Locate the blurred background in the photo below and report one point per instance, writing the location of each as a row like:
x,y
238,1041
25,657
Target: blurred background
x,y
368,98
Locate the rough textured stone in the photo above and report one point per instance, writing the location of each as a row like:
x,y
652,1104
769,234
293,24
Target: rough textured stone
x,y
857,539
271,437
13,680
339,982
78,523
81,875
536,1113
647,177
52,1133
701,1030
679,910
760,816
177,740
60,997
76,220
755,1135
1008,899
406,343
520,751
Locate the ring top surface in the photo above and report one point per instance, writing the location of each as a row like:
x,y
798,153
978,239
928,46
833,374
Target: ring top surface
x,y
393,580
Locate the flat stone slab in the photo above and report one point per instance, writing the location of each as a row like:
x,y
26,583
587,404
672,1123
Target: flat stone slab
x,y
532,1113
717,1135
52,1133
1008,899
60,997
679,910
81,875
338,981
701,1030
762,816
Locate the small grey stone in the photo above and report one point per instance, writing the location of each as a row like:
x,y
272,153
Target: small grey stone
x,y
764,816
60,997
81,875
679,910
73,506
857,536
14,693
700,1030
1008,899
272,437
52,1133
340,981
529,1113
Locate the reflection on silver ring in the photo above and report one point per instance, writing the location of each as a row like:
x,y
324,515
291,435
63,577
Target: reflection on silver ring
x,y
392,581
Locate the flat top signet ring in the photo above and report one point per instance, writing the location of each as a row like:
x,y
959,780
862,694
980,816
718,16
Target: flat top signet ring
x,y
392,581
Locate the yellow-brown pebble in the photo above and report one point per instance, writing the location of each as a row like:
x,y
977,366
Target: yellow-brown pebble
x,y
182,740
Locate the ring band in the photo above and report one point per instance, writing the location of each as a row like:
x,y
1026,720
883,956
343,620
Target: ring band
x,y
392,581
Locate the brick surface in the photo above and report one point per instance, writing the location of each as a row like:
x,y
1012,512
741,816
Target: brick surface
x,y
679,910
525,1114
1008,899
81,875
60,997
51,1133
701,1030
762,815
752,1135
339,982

TASK DETAILS:
Copy every record above out again, word for word.

ANSWER TO THE PROBLEM:
Locate the blurred background in the photo below and report one point per instance, writing the location of each as a row like:
x,y
238,1041
25,657
Target: blurred background
x,y
368,98
Locate the rough textured stone in the photo above and report one point per instance, writing the location of each as a row like:
x,y
652,1104
769,234
293,24
Target: rough textured stone
x,y
857,539
271,437
13,680
339,982
78,523
81,875
536,1113
647,177
52,1133
701,1030
679,910
760,816
177,740
60,997
76,220
755,1135
1008,899
406,343
520,751
Locate the ring top surface in the photo above and report one point per instance, writing the location of each as a row like:
x,y
798,153
978,239
928,46
833,374
Target: ring top surface
x,y
393,580
Locate the flat stone slab in the photo above and report one point per instance, writing the location of each as a row like:
x,y
26,583
587,404
672,1123
Target: flat stone slab
x,y
532,1113
717,1135
52,1133
1008,899
60,997
679,910
81,875
338,981
701,1030
762,816
Locate the small grey stone in the photo above and report one point per instance, writing the location of each as a row like:
x,y
272,153
Target: small grey stone
x,y
764,816
60,997
81,875
679,910
73,506
857,536
14,693
700,1030
1008,899
272,437
52,1133
340,981
529,1113
Locate the reflection on silver ring in the photo above and report one point per instance, writing the location of each as a row like:
x,y
324,515
291,435
63,577
Target: reflection on silver ring
x,y
392,581
Locate the flat top signet ring in the photo above and report one point per instance, writing the location of each as a row like:
x,y
959,780
862,694
980,816
718,16
Target: flat top signet ring
x,y
392,581
Locate the yellow-brown pebble in the photo above and report one point per instance, writing the location of each as a row like:
x,y
977,366
Target: yellow-brown pebble
x,y
182,740
Locate the ring band in the photo above and report one point per instance, writing the location of each as a row like:
x,y
1026,720
883,956
343,620
Target: ring band
x,y
392,581
Locate the brick surface in the photo above and report one point per instance, writing the location of each as a row like:
x,y
1012,512
741,816
Target: brick surface
x,y
679,910
525,1114
1008,899
81,875
60,997
51,1133
701,1030
762,815
752,1135
339,982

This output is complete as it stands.